** WHAT TO DO **
Below are the records; repeat them in full, exactly.

** Saved data entries **
----

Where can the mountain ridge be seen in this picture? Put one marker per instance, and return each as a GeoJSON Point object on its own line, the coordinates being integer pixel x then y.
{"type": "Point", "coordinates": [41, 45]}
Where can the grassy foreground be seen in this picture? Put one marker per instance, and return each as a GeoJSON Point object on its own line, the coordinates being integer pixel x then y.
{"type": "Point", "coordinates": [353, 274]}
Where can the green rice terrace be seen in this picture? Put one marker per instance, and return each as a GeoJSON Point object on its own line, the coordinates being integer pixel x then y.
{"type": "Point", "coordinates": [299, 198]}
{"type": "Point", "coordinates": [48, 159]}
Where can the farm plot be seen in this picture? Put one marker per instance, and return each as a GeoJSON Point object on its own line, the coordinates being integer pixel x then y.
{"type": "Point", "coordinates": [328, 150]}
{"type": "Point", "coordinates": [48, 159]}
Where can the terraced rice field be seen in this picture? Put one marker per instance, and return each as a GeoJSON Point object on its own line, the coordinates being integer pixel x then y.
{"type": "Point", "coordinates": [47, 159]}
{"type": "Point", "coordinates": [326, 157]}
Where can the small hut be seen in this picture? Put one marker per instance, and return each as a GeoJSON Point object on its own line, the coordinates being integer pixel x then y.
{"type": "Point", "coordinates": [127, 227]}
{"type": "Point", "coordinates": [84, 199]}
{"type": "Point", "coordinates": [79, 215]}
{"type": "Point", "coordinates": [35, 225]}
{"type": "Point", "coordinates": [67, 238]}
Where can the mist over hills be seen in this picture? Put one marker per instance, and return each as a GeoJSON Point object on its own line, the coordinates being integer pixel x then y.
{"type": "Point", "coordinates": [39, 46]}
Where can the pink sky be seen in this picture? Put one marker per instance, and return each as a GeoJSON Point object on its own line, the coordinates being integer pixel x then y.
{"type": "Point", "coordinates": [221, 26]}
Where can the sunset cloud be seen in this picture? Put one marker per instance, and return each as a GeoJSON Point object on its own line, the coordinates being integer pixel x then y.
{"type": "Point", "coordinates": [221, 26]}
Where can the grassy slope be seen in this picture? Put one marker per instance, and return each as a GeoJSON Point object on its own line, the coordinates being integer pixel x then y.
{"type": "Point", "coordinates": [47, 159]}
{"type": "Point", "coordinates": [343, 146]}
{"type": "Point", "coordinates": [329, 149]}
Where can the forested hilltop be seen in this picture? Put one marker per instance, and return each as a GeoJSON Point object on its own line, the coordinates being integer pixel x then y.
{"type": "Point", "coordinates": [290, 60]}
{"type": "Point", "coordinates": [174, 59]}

----

** ANSWER FOR THIS EXERCISE **
Where can the mountain ridge be seen in this picture? Put one marker per instance, and return each as a GeoJSON Point object on its own line, the coordinates being integer pixel x then y.
{"type": "Point", "coordinates": [41, 45]}
Where can the grassy foreground be seen in this picture? Put one marker per instance, and return each as a GeoJSON Point object on its own line, the coordinates being integer pixel x then y.
{"type": "Point", "coordinates": [353, 274]}
Where can the green rice terrace be seen in this picture? Put one marker per instance, and return each as a GeoJSON Point object on its own line, the coordinates being integer pixel x then y.
{"type": "Point", "coordinates": [299, 198]}
{"type": "Point", "coordinates": [48, 159]}
Where can the farm plot be seen in this picture? Put one marker per instance, and return each as a GeoJSON Point object on its own line, the coordinates being integer pixel x then y.
{"type": "Point", "coordinates": [328, 150]}
{"type": "Point", "coordinates": [48, 159]}
Where can the terraced rice field be seen in this picture? Put one marker per instance, and return each as a GeoJSON Point object on its own line, the coordinates being integer pixel x then y.
{"type": "Point", "coordinates": [47, 159]}
{"type": "Point", "coordinates": [326, 157]}
Where can the small hut be seen in this picture? Put one marker per instance, and return each as a GeoJSON Point object on its own line, the coordinates being integer pixel x then y.
{"type": "Point", "coordinates": [127, 227]}
{"type": "Point", "coordinates": [84, 199]}
{"type": "Point", "coordinates": [79, 215]}
{"type": "Point", "coordinates": [35, 225]}
{"type": "Point", "coordinates": [67, 238]}
Where can the mist over hills be seen in this picture? Put one marker per instance, and return each as a GeoJSON Point object on its own line, the coordinates being integer pixel x then y.
{"type": "Point", "coordinates": [39, 46]}
Where can the pink sky be seen in this picture? Put one marker per instance, and return each as a GeoJSON Point object on its own line, the coordinates being integer pixel x then y.
{"type": "Point", "coordinates": [221, 26]}
Where can the sunset cloud be seen in this picture? Put one marker per instance, and return each as a GeoJSON Point object on its own line, the coordinates being integer pixel x then y.
{"type": "Point", "coordinates": [221, 26]}
Where can the grassy slope be seen in this picture? Put one marker per instance, and return each as a GeoJSON Point object on its own line, the coordinates being integer pixel x then y.
{"type": "Point", "coordinates": [47, 159]}
{"type": "Point", "coordinates": [343, 146]}
{"type": "Point", "coordinates": [329, 149]}
Where can the forested hilltop be seen in this picture? Put one marker per instance, and return each as a GeoJSON Point object on its own line, the coordinates being integer pixel x then y.
{"type": "Point", "coordinates": [290, 60]}
{"type": "Point", "coordinates": [174, 59]}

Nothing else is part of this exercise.